## Work instruction
Across the records below, count the lines that contain "thin" and write down only the count.

## Excerpted data
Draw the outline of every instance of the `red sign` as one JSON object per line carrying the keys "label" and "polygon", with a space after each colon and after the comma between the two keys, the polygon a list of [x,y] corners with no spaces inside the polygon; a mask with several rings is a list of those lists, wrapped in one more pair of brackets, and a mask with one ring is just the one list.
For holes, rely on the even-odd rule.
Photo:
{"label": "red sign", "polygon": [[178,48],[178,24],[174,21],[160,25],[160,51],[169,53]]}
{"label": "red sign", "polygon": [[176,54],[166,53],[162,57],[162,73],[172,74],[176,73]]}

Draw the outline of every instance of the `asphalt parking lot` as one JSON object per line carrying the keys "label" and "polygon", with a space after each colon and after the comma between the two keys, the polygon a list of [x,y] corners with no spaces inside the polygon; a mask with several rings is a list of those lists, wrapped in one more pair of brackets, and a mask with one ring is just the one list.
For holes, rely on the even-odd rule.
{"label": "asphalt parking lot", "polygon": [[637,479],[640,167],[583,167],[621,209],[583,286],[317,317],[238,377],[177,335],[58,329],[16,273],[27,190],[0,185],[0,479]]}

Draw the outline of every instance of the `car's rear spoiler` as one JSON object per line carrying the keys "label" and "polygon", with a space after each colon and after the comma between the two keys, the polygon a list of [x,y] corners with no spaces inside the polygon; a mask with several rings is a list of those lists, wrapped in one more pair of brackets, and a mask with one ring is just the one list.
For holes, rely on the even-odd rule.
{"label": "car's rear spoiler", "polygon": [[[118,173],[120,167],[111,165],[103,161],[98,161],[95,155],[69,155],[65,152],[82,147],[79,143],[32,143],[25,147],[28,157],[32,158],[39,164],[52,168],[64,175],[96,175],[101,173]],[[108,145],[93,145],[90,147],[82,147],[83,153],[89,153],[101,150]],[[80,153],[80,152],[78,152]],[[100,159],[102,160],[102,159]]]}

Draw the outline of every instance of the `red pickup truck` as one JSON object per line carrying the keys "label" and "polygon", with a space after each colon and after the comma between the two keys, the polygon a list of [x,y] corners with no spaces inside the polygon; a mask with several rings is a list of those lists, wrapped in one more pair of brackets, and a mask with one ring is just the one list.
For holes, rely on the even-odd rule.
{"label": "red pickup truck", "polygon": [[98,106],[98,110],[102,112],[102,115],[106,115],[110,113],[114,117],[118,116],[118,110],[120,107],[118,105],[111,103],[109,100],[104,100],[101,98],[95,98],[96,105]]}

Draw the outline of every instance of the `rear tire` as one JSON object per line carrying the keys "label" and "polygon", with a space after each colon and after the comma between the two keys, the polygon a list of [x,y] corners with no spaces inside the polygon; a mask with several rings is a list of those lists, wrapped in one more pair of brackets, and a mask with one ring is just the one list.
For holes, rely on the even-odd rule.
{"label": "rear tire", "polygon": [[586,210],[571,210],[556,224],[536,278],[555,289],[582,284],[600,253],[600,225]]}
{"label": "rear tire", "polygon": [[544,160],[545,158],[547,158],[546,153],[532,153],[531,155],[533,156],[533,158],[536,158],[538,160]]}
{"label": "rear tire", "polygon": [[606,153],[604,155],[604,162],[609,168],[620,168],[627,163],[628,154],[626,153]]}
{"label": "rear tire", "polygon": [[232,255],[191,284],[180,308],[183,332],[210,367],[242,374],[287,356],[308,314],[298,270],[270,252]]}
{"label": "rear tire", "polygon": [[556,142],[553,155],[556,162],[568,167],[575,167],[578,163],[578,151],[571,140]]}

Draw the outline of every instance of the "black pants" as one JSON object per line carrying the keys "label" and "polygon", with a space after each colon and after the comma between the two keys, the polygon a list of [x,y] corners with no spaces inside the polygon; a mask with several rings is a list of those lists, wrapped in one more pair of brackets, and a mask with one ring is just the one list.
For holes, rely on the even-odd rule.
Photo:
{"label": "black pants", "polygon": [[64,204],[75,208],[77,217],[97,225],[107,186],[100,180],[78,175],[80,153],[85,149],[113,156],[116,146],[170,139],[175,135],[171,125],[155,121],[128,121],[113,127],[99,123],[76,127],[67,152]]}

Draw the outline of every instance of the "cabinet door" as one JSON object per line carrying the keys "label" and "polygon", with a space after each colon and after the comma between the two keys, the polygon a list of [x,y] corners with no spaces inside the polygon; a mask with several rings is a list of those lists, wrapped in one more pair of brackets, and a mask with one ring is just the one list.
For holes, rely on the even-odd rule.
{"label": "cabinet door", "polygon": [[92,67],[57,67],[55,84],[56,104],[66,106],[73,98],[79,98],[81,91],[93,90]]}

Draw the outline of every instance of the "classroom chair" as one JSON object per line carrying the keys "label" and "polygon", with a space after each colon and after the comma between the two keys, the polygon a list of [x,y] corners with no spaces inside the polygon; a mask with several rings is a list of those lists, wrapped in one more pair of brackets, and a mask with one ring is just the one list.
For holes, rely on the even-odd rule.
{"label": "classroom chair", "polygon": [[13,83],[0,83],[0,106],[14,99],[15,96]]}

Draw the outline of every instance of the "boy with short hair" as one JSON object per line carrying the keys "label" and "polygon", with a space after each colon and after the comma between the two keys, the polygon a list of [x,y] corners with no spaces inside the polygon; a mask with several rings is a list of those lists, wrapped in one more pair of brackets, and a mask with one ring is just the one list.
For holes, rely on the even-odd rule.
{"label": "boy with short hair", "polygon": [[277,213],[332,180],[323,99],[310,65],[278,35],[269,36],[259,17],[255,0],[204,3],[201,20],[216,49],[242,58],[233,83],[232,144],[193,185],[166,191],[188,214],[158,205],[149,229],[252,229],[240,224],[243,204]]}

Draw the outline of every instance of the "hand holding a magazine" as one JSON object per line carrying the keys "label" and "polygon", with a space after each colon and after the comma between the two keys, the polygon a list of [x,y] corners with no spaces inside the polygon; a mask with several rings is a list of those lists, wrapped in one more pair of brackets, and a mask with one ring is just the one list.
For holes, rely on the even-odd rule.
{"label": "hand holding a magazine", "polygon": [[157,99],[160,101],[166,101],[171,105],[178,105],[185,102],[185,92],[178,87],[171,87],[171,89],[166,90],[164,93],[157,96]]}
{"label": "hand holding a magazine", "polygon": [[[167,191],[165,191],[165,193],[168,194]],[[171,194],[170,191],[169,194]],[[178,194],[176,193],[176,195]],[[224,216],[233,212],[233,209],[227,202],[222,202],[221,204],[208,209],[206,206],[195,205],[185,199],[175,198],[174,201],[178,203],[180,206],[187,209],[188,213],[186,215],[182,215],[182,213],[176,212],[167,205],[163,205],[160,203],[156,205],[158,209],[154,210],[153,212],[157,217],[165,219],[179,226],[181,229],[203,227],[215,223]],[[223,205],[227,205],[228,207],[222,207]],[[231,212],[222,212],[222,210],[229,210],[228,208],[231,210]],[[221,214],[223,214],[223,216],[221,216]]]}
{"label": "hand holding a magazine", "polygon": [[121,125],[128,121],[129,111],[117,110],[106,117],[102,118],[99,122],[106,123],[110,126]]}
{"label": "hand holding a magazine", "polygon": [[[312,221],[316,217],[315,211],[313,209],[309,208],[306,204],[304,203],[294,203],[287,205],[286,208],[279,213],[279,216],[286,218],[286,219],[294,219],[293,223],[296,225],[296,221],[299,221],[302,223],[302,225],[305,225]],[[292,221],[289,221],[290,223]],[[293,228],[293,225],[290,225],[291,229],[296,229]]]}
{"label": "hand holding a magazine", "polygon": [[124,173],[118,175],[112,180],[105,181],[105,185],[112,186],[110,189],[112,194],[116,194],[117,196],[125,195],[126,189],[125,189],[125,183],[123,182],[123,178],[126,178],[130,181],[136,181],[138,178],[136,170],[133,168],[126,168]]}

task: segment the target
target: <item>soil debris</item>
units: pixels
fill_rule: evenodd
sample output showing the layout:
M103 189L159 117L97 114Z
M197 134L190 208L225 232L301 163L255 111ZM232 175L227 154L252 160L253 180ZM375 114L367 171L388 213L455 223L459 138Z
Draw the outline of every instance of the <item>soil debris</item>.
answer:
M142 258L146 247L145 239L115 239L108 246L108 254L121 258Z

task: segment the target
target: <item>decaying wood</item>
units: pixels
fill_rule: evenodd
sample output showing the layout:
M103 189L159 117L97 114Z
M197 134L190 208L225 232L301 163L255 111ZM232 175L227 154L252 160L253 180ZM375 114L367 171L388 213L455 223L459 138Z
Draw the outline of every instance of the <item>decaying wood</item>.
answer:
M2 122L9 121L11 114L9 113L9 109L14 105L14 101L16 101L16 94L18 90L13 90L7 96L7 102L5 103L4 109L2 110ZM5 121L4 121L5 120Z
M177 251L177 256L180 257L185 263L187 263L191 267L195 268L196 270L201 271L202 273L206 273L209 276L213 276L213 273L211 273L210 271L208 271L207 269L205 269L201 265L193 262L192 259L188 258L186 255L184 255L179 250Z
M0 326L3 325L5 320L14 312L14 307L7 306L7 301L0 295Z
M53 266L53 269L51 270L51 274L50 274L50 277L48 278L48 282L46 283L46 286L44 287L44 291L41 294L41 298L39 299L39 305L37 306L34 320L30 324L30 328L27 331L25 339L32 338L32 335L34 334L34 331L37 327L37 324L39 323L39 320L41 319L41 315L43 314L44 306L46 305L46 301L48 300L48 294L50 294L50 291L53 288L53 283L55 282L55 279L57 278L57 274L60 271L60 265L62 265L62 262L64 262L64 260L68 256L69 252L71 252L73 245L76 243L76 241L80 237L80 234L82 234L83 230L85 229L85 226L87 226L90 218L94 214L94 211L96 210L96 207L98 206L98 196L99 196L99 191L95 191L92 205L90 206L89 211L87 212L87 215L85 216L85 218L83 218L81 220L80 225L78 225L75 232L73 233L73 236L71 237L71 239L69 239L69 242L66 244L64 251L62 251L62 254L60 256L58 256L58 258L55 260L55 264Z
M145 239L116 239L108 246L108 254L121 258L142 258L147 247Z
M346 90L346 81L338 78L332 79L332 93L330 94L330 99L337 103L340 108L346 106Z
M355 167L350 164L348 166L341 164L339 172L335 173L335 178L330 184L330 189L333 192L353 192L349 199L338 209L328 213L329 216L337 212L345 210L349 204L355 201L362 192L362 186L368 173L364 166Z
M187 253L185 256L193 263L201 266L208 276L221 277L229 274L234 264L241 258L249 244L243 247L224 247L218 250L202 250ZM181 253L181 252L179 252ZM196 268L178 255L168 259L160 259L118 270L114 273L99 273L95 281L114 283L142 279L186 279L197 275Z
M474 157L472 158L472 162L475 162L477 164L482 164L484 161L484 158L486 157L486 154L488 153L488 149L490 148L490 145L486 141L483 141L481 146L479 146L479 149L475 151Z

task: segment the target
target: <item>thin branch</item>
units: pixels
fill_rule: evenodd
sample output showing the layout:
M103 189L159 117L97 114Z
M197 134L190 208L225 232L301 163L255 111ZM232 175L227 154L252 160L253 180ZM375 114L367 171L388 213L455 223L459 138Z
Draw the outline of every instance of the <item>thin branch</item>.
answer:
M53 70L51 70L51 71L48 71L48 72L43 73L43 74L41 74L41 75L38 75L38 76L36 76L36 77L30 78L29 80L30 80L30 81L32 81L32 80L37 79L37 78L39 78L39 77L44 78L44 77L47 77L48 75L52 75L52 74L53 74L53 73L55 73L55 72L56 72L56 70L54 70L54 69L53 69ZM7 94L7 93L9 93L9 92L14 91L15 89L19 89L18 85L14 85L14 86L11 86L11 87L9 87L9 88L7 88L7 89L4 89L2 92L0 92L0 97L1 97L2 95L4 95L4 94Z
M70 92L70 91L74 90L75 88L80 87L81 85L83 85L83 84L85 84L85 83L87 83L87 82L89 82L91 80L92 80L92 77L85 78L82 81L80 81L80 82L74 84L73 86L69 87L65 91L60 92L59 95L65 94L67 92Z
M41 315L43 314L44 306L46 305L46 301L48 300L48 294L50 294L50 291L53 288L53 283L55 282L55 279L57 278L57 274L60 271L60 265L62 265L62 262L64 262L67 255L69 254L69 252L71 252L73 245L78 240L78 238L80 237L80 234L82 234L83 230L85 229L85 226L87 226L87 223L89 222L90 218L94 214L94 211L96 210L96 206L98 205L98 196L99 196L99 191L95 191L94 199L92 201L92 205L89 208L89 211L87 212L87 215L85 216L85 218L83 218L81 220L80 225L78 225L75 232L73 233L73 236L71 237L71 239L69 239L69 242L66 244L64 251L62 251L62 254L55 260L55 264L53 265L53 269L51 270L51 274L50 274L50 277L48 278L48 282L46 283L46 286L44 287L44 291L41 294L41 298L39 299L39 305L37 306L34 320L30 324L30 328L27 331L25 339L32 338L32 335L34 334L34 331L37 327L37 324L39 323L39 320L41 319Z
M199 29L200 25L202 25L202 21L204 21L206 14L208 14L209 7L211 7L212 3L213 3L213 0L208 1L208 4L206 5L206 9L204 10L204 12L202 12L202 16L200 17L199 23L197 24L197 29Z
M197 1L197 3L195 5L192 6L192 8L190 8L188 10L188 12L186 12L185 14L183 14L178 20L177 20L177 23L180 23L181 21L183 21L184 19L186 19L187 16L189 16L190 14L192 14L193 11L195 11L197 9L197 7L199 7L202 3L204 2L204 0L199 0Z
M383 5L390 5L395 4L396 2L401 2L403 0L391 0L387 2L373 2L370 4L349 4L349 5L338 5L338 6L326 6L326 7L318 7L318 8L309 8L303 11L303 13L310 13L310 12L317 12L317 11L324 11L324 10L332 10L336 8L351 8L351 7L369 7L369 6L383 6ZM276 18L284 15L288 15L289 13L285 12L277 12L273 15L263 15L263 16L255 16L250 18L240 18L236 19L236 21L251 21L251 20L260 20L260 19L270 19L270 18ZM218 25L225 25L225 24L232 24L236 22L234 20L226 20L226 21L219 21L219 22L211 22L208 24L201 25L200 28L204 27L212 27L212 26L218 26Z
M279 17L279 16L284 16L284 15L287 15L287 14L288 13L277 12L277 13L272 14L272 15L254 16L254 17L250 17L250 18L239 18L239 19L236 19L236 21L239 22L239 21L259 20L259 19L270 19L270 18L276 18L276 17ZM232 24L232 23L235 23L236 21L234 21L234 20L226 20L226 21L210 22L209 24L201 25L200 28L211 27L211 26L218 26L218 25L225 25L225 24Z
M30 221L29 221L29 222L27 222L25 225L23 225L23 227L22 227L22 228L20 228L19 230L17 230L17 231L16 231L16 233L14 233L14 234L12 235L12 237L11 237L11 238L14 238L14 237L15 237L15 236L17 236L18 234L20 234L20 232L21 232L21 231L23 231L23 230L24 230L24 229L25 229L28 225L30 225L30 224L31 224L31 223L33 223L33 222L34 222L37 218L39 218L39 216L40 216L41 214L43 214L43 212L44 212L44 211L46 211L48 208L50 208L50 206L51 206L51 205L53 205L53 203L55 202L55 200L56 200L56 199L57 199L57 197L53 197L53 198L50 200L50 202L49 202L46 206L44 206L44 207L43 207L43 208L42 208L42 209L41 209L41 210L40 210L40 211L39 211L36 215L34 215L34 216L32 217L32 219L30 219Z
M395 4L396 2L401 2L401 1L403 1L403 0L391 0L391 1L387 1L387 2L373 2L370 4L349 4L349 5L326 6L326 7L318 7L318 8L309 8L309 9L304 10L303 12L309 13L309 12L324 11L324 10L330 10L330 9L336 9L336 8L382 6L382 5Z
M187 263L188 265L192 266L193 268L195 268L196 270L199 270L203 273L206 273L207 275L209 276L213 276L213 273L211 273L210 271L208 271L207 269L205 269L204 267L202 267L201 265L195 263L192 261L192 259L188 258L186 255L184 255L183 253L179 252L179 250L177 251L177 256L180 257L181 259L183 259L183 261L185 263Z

## Result of the task
2